§ WHAT YOU SHOULD DO:
Revise the part of the euthanasia passage that opens with "If assisted suicide" and closes with "in health-care institutions.", changing "relatives" to "family members".

§ PAGE EXCERPT:
There is some confusion over terminology in the euthanasia debate. Euthanasia involves an act or omission with the intention of hastening a person’s death in order to relieve their suffering. It involves a lethal act (or omission) by someone other than the patient/victim.
Assisted suicide refers to giving someone the means (for example, a drug) whereby the person may kill themselves. The “assistance” might even go as far as putting the drug into a drip which the patient then turns on.
Both are wrong, and the legalisation of either undermines the good of life and society.
Neither are the same as discontinuing overly burdensome treatment nor the administering of appropriate drugs to relieve and prevent pain – both of which are morally acceptable and part of good palliative care.
Even some people who are normally pro-life might accept the argument that if someone wants to kill themselves they should be free to do so, and given assistance if needed. It does not really affect other people.
But this argument is superficial. Legalising euthanasia (including assisted suicide) affects everyone. It necessarily undermines the protection of the life of the most vulnerable.
A Select Committee of the House of Lords in England considered the legalisation of euthanasia. Although the majority of the members had been in favour of euthanasia, after investigating the matter the committee concluded that permitting euthanasia would undermine the protection of all, and that in the interest of society as a whole, euthanasia should remain illegal.
Some claim that assisted suicide might avoid the pitfalls of legalising euthanasia. But it cannot.
If assisted suicide is legal the vulnerable will be made to feel as if they should avail themselves of it.
Furthermore, if they do not avail themselves of it, it will be easy for others, who have judged that their lives are not worth living, to do it for them under the guise of assisted suicide.
If the law says there are lives that can be legally disposed of, the temptation will be for relatives, hard pressed public hospitals and cash-strapped institutions to see the elderly and the frail as a burden to be shed, not people to be cared for.
The legalising of euthanasia undermines the patient-doctor relationship and the patient’s trust in health-care institutions.

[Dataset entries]
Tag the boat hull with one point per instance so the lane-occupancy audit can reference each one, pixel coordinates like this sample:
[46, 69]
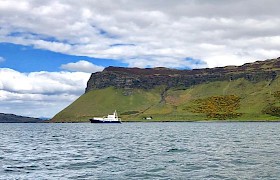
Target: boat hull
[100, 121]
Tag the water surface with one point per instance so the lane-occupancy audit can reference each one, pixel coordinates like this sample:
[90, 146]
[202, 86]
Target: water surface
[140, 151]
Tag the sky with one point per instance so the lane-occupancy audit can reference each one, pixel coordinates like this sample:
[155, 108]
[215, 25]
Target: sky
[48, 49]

* * *

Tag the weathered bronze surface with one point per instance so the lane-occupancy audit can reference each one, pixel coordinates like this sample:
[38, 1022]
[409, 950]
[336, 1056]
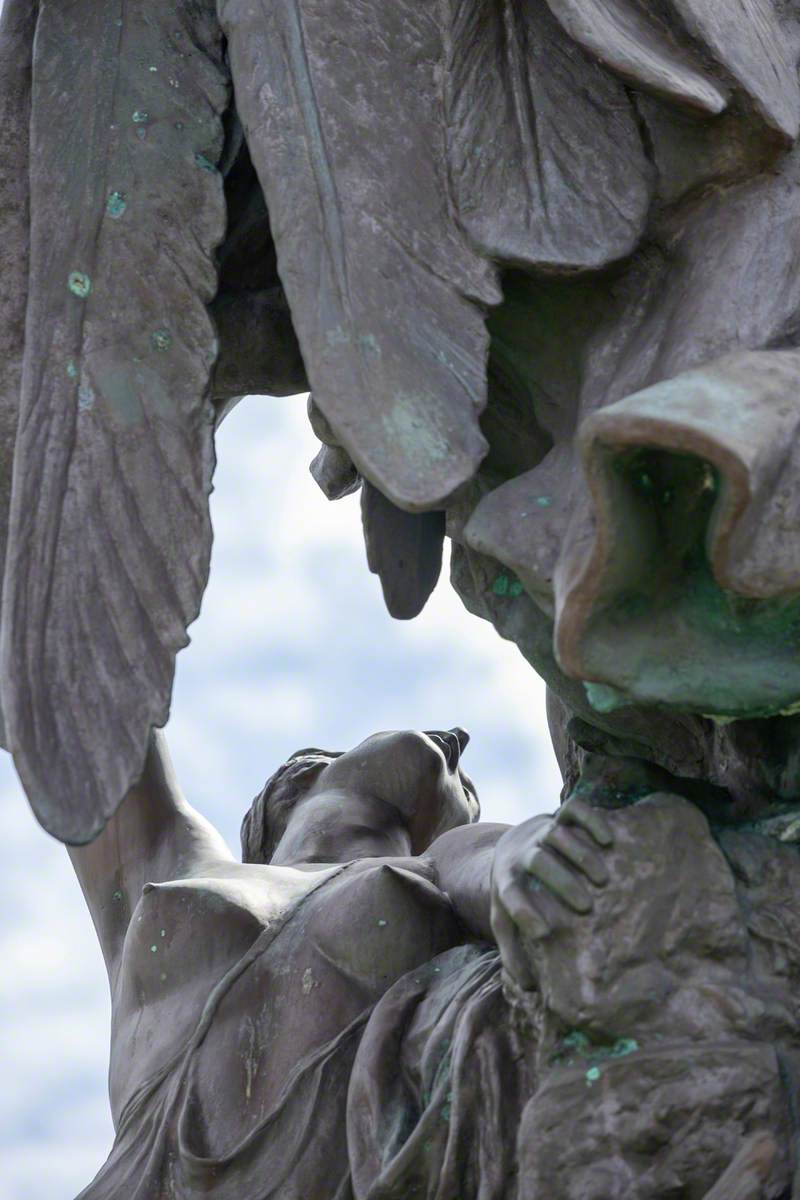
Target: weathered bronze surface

* * *

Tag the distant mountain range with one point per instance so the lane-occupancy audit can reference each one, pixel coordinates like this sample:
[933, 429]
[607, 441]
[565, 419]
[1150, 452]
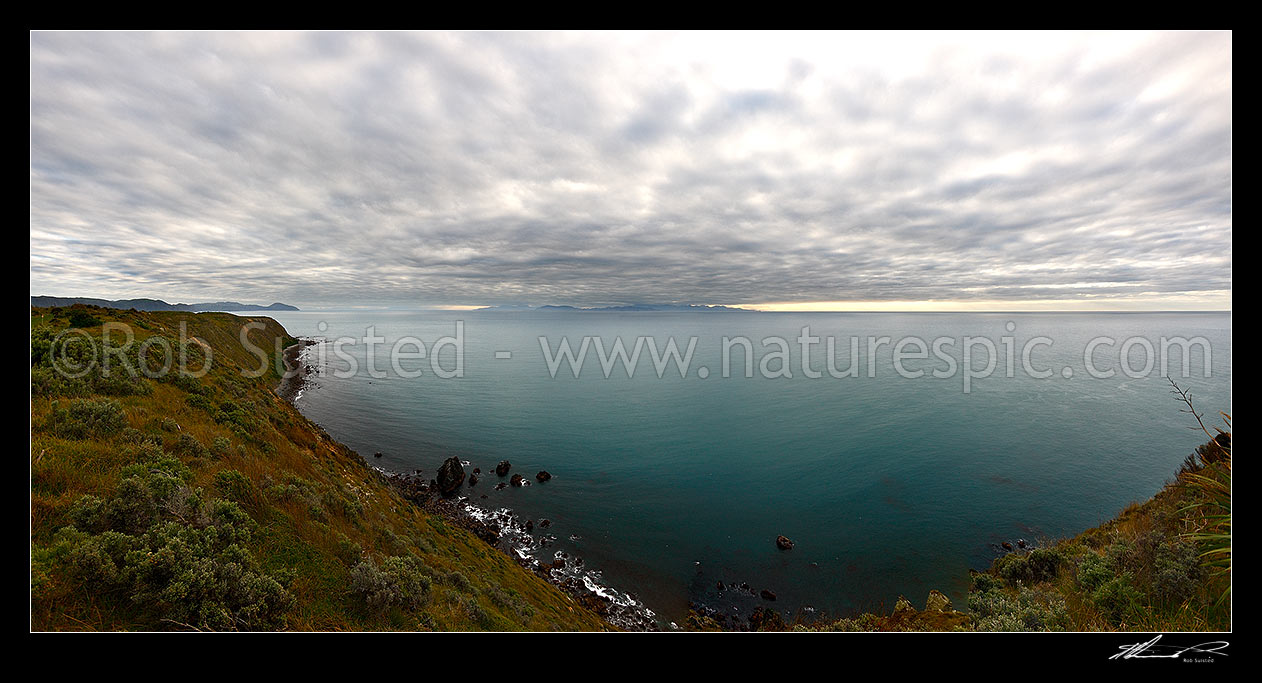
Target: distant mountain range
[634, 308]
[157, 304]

§ EXERCISE RESULT:
If assisted suicide is legal the vulnerable will be made to feel as if they should avail themselves of it.
Furthermore, if they do not avail themselves of it, it will be easy for others, who have judged that their lives are not worth living, to do it for them under the guise of assisted suicide.
If the law says there are lives that can be legally disposed of, the temptation will be for family members, hard pressed public hospitals and cash-strapped institutions to see the elderly and the frail as a burden to be shed, not people to be cared for.
The legalising of euthanasia undermines the patient-doctor relationship and the patient’s trust in health-care institutions.